━━━━━ BAGIAN DOKUMEN ━━━━━

Khofifah menerangkan, Bandara Kediri merupakan salah satu Proyek Strategis Nasional (PSN) dan nantinya menjadi pintu gerbang alternatif menuju Jawa Timur selain melalui Bandara Juanda, Surabaya. Kehadiran bandara ini utamanya untuk membuka akses ke wilayah selatan Jawa Timur seperti Tulungagung, Magetan, Ponorogo, Trenggalek, Blitar, Madiun, dan lain lain.
"Jadi, konektivitas udara di wilayah Jawa Timur utara dan selatan menjadi lebih seimbang. Selama ini terkesan hanya wilayah utara yang maju dari sisi konektivitas dan akses. Nah, dengan hadirnya bandara ini maka tidak ada lagi dikotomi utara dan selatan. Semua sudah terbuka," ujar Khofifah.
Khofifah berharap, semua sektor mulai dari pariwisata, pertanian, perkebunan, maritim, dan sebagainya dapat semakin berkembang usai Bandara Kediri beroperasi. Khofifah menerangkan, Bandara Dhoho Kediri ini dirancang sangat modern dan mampu didarati oleh pesawat berbadan besar. Karena memiliki landasan pacu sepanjang 3.300 x 45 meter persegi. Pembangunan Bandara dilakukan di atas lahan seluas 450 hektar. "Untuk tahap I pembangunan, Insya Allah bandara ini mampu menampung 1,5 juta penumpang," kata Khofifah.
Proyek pembangunan Bandara Kediri menggunakan skema kerja sama Pemerintah dan Badan Usaha (KPBU). Dimana pembiayaan seluruhnya mulai dari pembebasan lahan sampai ke pembangunan Bandara menggunakan dana dari swasta, yaitu PT Gudang Garam Tbk.

━━━━━ DATA HASIL EKSTRAKSI ━━━━━

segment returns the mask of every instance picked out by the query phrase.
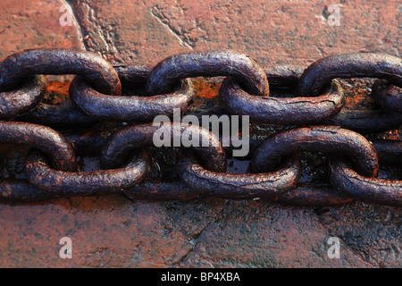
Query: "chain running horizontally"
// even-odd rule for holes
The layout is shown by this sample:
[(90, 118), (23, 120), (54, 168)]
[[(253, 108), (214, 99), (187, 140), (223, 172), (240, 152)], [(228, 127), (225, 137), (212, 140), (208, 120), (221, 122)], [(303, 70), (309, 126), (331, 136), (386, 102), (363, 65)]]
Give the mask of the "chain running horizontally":
[[(70, 98), (59, 105), (42, 102), (43, 75), (48, 74), (76, 75)], [(174, 109), (185, 114), (195, 97), (188, 79), (199, 76), (226, 77), (219, 94), (227, 114), (248, 115), (253, 123), (289, 126), (250, 141), (252, 172), (226, 172), (226, 153), (232, 147), (224, 147), (209, 130), (150, 123), (157, 115), (172, 117)], [(343, 108), (345, 95), (337, 79), (362, 77), (378, 79), (372, 95), (381, 109)], [(402, 206), (402, 181), (377, 178), (377, 156), (381, 164), (402, 167), (402, 141), (368, 141), (357, 133), (400, 127), (401, 88), (401, 59), (374, 53), (330, 56), (306, 70), (291, 65), (263, 69), (249, 56), (233, 52), (190, 53), (168, 57), (151, 69), (113, 67), (88, 52), (25, 50), (0, 62), (0, 142), (32, 148), (25, 158), (26, 179), (3, 181), (0, 199), (124, 193), (157, 200), (215, 196), (309, 206), (354, 200)], [(295, 96), (275, 97), (270, 88)], [(124, 89), (136, 96), (125, 96)], [(113, 134), (54, 130), (88, 128), (100, 121), (131, 123)], [(150, 180), (147, 149), (154, 146), (153, 135), (160, 128), (172, 137), (192, 132), (214, 144), (181, 146), (176, 166), (180, 180)], [(327, 183), (298, 182), (298, 153), (303, 151), (330, 156)], [(80, 172), (76, 152), (101, 154), (103, 170)]]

━━━━━

LATIHAN SINGKAT 1 = Periksa apakah pernyataan berikut sesuai dengan teks tentang Bandara Kediri: (a) pembiayaan pembangunan bandara seluruhnya berasal dari PT Gudang Garam Tbk; (b) bandara dibangun di atas lahan seluas 300 hektar; (c) pada tahap I pembangunan, bandara mampu menampung 1,5 juta penumpang. Jawab ya atau tidak untuk tiap pernyataan dan sertakan kutipan persis kata-kata penentu dari teks.
LATIHAN SINGKAT 2 = Ringkas teks tentang Bandara Kediri dalam dua kalimat.
Mohon jadikan teks tentang Bandara Kediri sebagai satu-satunya sumber, bukan daftar.

JAWABAN LENGKAP 1 =
(a) Ya: "Dimana pembiayaan seluruhnya mulai dari pembebasan lahan sampai ke pembangunan Bandara menggunakan dana dari swasta, yaitu PT Gudang Garam Tbk."
(b) Tidak: "Pembangunan Bandara dilakukan di atas lahan seluas 450 hektar."
(c) Ya: "Untuk tahap I pembangunan, Insya Allah bandara ini mampu menampung 1,5 juta penumpang"

JAWABAN LENGKAP 2 = Bandara Kediri merupakan Proyek Strategis Nasional yang akan menjadi pintu gerbang alternatif menuju Jawa Timur selain Bandara Juanda. Bandara ini membuka akses ke wilayah selatan Jawa Timur, dan seluruh pembangunannya di atas lahan seluas 450 hektar dibiayai PT Gudang Garam Tbk melalui skema KPBU.